Document extract Block Start

Boston Globe Webinar Delves Into Presidential Debate Strategy
Tonight’s debate between President Donald Trump and former Vice President Joe Biden is the candidates’ first, and perhaps best chance to define the rest of the election, according to a panel of seasoned political advisors assembled by the Boston Globe.
Monday’s webinar focused on presidential debate strategies of the past and how President Trump has upended campaign norms.
Moderated by Boston Globe columnists Scot Lehigh and Joan Vennochi, the session opened with a discussion of debate preparations and differences this year, thanks largely to the coronavirus pandemic.
Stephanie Cutter, a former adviser to President Barack Obama, John Kerry, and Edward Kennedy, discussed the debates between John Kerry and George W. Bush.
“Debates are one of the few times you can change the topic of the election, it was critical of us [Kerry’s campaign] to do that [at the time].”
Cutter recalled that one of the presidential debates was centered solely on the topic of national security, but said her team prepped Kerry to discuss the economy despite the limitations imposed on the debate topics ahead of time.
Panelist David Wade, a former adviser to John Kerry and Joe Biden, said he believed this year’s debates will have a different backdrop from those of past elections.
“The very nature of COVID has changed how both teams have had to prepare,” said Wade.
Vennochi directed the conversation towards debate strategy and what candidates should do during their performances.
When asked by Vennochi what former Vice President Joe Biden should do in handling the disruptive tactics employed by President Trump, Cutter replied, “Trump is a one-trick pony… I think Biden is ready for this [debate].

Document extract Block End
Material supplied Block Start

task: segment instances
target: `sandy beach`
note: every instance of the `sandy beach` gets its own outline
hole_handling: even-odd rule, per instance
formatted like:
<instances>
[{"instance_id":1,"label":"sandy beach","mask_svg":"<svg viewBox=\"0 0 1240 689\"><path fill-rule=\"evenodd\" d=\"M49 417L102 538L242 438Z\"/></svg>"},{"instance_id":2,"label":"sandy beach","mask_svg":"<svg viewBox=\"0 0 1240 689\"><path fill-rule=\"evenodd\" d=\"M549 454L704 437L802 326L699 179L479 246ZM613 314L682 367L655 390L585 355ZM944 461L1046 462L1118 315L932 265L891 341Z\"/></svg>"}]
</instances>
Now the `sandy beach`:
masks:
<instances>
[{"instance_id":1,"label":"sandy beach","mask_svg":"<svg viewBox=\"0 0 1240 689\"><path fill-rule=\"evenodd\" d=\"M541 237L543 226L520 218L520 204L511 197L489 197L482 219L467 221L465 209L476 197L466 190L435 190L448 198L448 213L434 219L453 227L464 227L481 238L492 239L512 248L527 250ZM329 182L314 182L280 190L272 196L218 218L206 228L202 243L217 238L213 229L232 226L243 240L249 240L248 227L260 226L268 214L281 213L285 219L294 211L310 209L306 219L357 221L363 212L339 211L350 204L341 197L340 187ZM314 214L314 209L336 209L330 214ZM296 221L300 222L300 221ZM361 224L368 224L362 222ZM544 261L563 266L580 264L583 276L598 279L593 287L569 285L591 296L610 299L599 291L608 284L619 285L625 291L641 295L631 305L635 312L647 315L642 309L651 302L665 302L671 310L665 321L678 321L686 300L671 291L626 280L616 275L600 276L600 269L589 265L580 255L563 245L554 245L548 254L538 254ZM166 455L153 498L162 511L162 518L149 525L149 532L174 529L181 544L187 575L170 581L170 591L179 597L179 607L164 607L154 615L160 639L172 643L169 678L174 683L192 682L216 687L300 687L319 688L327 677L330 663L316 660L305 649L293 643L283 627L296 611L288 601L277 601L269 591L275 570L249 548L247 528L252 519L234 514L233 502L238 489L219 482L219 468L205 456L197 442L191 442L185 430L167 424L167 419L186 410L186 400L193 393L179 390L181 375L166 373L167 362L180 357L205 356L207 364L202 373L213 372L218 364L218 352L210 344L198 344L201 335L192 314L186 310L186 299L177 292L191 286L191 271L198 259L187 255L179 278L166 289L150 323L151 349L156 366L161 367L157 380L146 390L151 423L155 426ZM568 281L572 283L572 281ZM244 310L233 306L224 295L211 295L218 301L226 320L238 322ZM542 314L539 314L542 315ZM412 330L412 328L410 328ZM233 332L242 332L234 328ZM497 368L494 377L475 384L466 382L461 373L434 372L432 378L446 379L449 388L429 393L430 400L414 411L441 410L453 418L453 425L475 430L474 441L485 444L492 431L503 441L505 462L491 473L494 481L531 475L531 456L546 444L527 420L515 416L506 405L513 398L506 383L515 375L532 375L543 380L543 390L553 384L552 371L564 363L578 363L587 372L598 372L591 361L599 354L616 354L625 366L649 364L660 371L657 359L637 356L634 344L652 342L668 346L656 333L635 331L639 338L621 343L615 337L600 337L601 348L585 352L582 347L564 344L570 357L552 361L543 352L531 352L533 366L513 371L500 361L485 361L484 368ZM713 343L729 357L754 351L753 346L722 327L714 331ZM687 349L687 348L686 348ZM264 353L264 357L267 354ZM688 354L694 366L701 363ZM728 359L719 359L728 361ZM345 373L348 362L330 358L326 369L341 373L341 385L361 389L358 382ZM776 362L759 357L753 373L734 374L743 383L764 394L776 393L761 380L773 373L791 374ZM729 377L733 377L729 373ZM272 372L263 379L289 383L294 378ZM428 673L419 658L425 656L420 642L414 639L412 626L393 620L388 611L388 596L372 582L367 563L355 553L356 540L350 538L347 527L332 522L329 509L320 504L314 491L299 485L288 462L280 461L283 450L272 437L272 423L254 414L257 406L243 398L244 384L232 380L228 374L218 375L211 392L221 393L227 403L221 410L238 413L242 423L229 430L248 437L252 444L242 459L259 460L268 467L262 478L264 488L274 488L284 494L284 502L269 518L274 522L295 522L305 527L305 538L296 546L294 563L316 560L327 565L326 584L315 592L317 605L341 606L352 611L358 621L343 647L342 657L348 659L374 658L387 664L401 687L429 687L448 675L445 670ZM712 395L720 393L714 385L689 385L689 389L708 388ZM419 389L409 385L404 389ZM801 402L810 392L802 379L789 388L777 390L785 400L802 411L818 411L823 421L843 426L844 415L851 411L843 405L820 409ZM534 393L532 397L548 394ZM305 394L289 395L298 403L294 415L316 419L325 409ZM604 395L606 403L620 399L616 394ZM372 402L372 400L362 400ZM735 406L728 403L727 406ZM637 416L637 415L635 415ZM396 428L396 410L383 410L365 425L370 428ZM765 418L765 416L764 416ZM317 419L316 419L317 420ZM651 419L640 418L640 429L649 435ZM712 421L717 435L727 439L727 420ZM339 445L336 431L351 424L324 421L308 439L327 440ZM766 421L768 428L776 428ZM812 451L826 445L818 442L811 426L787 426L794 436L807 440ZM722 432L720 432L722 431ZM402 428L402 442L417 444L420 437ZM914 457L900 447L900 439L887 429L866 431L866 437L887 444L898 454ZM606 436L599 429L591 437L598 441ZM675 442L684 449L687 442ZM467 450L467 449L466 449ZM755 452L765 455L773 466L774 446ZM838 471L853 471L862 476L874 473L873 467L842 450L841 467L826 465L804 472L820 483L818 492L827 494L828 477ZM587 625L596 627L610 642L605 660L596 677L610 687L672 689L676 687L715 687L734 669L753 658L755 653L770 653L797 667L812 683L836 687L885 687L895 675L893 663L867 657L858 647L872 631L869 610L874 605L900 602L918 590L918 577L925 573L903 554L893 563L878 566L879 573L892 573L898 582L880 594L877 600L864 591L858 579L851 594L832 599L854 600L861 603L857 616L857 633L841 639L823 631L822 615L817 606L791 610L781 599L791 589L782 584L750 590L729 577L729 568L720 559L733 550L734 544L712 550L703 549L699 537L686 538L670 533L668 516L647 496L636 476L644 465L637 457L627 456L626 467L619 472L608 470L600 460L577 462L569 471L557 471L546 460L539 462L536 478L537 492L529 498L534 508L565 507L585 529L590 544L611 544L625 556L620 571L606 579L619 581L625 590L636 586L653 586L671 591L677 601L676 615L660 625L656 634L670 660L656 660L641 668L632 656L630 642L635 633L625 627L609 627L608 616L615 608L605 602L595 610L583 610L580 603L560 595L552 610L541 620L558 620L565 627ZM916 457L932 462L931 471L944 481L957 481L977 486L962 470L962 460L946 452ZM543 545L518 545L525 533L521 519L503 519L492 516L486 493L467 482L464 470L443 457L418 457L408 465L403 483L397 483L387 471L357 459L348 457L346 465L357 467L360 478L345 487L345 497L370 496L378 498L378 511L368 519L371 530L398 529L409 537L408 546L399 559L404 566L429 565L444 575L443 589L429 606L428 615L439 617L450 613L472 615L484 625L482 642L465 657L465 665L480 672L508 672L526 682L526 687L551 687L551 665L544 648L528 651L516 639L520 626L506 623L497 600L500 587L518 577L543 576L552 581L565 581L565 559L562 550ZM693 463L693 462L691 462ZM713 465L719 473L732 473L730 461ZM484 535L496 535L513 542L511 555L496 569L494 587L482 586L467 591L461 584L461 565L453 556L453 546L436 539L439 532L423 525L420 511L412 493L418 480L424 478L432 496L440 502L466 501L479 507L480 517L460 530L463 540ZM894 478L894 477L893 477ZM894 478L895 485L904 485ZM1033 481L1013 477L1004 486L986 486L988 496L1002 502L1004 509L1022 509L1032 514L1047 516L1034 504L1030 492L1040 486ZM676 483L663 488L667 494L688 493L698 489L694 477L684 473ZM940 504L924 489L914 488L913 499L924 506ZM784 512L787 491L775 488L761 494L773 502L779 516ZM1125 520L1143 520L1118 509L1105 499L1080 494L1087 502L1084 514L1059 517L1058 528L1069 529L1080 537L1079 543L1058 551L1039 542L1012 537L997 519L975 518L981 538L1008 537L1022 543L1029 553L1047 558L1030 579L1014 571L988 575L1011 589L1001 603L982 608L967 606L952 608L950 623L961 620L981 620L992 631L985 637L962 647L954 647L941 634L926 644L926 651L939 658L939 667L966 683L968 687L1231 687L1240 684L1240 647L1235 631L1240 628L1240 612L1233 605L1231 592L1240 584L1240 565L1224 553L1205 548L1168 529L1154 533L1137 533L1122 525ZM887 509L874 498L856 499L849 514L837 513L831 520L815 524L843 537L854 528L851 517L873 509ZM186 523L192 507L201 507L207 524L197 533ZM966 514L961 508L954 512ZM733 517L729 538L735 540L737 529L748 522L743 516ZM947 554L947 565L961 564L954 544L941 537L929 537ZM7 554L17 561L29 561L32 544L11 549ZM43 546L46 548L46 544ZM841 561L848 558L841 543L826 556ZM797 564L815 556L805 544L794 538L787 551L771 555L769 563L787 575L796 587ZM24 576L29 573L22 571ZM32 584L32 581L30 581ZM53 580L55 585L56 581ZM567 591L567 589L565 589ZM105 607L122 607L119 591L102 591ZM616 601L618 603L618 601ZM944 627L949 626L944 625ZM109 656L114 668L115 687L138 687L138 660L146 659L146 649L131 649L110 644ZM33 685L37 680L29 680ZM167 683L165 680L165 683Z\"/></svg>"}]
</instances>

Material supplied Block End

_Task A:_
Reproduce the webinar article word for word from "Panelist David Wade, a" up to and including "of past elections.".
_Task B:_
Continue the webinar article on presidential debate strategy from the point where it stops.

_Response area A:_
Panelist David Wade, a former adviser to John Kerry and Joe Biden, said he believed this year’s debates will have a different backdrop from those of past elections.

_Response area B:_
“What I would tell him [Biden] is don’t get sucked in by that rabbit hole [of disruption] …. You’re not talking to Trump…” and Cutter went further to say that Biden needs to convey his message to the American public.
“In terms of fact-checking… he [Biden] needs something to shut that down and stop Trump,” Cutter concluded.
Keeping the conversation on Biden, Vennochi asked Cutter and Wade what the Democratic candidate needed to do to “win” the debate.
Cutter replied, “I think in the end they [Trump’s team] lowered expectations for Biden… What bar does he have to meet? He has to be himself.”
Wade offered advice for Biden ahead of the presidential debates by stating that Biden needs to “Keep it [the debate] as a referendum” on key issues such as leadership.
“The bar will be set by the audiences [of the debates]. Often how audiences handle debates is how comfortable they are with the candidate that speaks to them,” continued Wade.
Wade went on to say that body language and stage presence of the candidates also factor into how audiences perceive each debater.
When asked by the moderators about the media’s responsibility in reporting the substance of presidential debates, Wade noted the media condenses the debates into “moments” that end up shaping public perception of who “won” and “lost” the debate.
Cutter recounted the time that she worked with Wade on the 2012 presidential debates for then-incumbent Barack Obama.
Cutter said that the first debate between Obama and Sen. Mitt Romney was “a disaster” for her team, however, noted that the second debate was not thanks to one of the “moments” the media highlighted in its coverage the next day.
When it comes to debate preparations, Cutter said that it is the campaign staffers’ job to know how to “differentiate your candidate from the other guy.” Cutter explained that for the second 2012 debate, Obama managed to differentiate himself from Romney during an off-script moment about pensions and foreign investments.
Cutter explained that when Obama said, “I don’t look at my pension. It’s not as big as yours,” in response to Romney’s pressure on the matter, the moment allowed for Obama to be seen as a, “champion of the little guy,” as opposed to Romney who was not.
Wade said that he will be interested in seeing how Trump behaves during the debate with Biden.
“It is out of character for Trump to portray himself as calm,” Wade said.
The debate this week will be moderated by Chris Wallace of Fox News.